TRAVAIL À FAIRE:
**A)** Répondez aux questions suivantes à l'aide du texte sur le train de l'Est.
(i) Entre quelles villes passe le tracé annoncé par l'AMT ?
(ii) Combien de gares prévoyait-on de construire ?
(iii) Quel organisme a commandé le rapport ?
**B)** Rédigez la suite du texte sur le train de l'Est, en reprenant après sa dernière phrase.

──────── TEXTE FOURNI ────────

Lorsqu'elle a annoncé le tracé du train de l'Est entre Mascouche et Montréal, l'Agence métropolitaine de transport (AMT) a bêtement stimulé la spéculation en refusant d'exproprier rapidement les terrains des futures gares, affirme un rapport obtenu par La Presse.

Cette annonce, faite en mars 2006, a fait augmenter le prix des terrains où l'on projetait de construire les 11 gares. À cause de la spéculation, les coûts d'acquisition seront deux fois plus élevés que ce qu'ils auraient dû être: environ 38 millions de dollars plutôt que 18.

«Des avis de réserve et/ou d'expropriation auraient dû suivre dans les quelques mois après [l'annonce de 2006] afin d'éviter l'augmentation du prix des terrains en conséquence de la spéculation qu'un tel projet pouvait susciter», note le rapport commandé par Infrastructure Québec et daté de décembre dernier.

──────── ENTRÉES RÉPERTORIÉES ────────

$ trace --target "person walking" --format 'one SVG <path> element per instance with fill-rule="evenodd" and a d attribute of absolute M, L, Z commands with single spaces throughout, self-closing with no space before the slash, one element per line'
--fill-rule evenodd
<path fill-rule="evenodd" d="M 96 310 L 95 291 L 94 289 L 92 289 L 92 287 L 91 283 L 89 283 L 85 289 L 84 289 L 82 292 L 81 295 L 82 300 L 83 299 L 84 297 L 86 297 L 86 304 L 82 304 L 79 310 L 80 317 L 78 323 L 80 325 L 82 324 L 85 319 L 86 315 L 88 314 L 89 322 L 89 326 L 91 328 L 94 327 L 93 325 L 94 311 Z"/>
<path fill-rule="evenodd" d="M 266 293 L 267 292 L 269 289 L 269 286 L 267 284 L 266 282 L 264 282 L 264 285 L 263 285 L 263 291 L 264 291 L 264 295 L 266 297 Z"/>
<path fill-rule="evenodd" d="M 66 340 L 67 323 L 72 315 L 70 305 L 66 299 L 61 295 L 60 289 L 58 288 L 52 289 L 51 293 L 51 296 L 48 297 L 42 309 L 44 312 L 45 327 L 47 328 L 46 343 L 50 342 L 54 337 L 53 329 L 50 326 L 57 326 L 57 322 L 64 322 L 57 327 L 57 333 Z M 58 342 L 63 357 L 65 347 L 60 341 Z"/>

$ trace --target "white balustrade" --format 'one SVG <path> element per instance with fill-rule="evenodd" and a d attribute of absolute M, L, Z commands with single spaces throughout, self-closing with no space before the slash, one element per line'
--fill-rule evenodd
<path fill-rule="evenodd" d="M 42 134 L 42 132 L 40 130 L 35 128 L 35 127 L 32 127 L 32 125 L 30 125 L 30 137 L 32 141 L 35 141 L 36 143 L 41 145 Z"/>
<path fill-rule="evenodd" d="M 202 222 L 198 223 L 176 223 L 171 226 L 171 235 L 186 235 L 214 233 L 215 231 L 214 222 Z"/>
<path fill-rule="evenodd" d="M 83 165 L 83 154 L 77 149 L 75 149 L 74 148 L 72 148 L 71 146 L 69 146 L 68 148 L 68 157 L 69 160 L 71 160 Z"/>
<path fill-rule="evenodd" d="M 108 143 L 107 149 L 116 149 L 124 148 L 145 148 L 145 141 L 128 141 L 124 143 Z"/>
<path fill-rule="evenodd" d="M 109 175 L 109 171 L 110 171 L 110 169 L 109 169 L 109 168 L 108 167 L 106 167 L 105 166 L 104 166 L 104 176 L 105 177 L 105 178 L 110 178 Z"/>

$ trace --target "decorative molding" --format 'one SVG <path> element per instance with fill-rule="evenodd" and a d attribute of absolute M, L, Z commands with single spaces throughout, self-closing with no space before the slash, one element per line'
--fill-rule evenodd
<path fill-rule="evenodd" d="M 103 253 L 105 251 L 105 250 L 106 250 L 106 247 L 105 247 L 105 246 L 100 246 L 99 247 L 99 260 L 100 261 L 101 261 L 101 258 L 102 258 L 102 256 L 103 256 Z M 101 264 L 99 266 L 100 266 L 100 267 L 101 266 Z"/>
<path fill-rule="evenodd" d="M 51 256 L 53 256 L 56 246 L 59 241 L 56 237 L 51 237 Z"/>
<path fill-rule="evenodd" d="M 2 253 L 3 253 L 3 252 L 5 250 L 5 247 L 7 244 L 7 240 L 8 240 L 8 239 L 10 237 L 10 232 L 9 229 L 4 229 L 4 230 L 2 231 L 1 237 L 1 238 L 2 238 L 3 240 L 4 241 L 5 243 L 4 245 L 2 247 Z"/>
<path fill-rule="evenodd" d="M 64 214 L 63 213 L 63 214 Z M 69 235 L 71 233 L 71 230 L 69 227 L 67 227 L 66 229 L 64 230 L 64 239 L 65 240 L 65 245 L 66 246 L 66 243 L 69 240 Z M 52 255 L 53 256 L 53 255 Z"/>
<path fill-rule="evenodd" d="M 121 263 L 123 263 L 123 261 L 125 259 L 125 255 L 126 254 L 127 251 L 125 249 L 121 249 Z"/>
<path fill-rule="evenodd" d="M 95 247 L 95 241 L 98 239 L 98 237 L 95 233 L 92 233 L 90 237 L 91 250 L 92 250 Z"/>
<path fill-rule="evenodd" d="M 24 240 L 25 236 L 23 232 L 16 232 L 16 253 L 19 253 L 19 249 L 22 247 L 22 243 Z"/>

────────

RÉPONSES AUX CONSIGNES:
**A)**
(i) Entre Mascouche et Montréal.
(ii) Onze gares.
(iii) Infrastructure Québec.

**B)**
«Mais aucun avis de réserve ni aucun avis d'expropriation n'a été enregistré avant 2009», souligne le rapport, rédigé par un évaluateur agréé, Norman Roy. L'AMT a acquis peu de terrains avant 2010.

«Elle (l'AMT) a cru pouvoir procéder par acquisition de gré à gré sur tout le tracé de la ligne, comme si la nature du projet n'était pas susceptible de créer des attentes auprès des propriétaires de terrains et comme si on avait le choix des terrains à acquérir une fois que le tracé et les sites sont annoncés et publicisés», poursuit M. Roy.

«Que l'expropriation n'ait pas été envisagée dès le début a été dommageable et a entraîné une augmentation des coûts d'acquisitions. Qu'on retarde encore aujourd'hui à exproprier est un risque d'augmentation des coûts dans l'avenir [...]. Il était prévisible que les gares deviendraient des pôles de développement, qu'elles susciteraient une augmentation de l'activité immobilière dans leur voisinage et que la valeur des terrains allait par conséquent augmenter autour.»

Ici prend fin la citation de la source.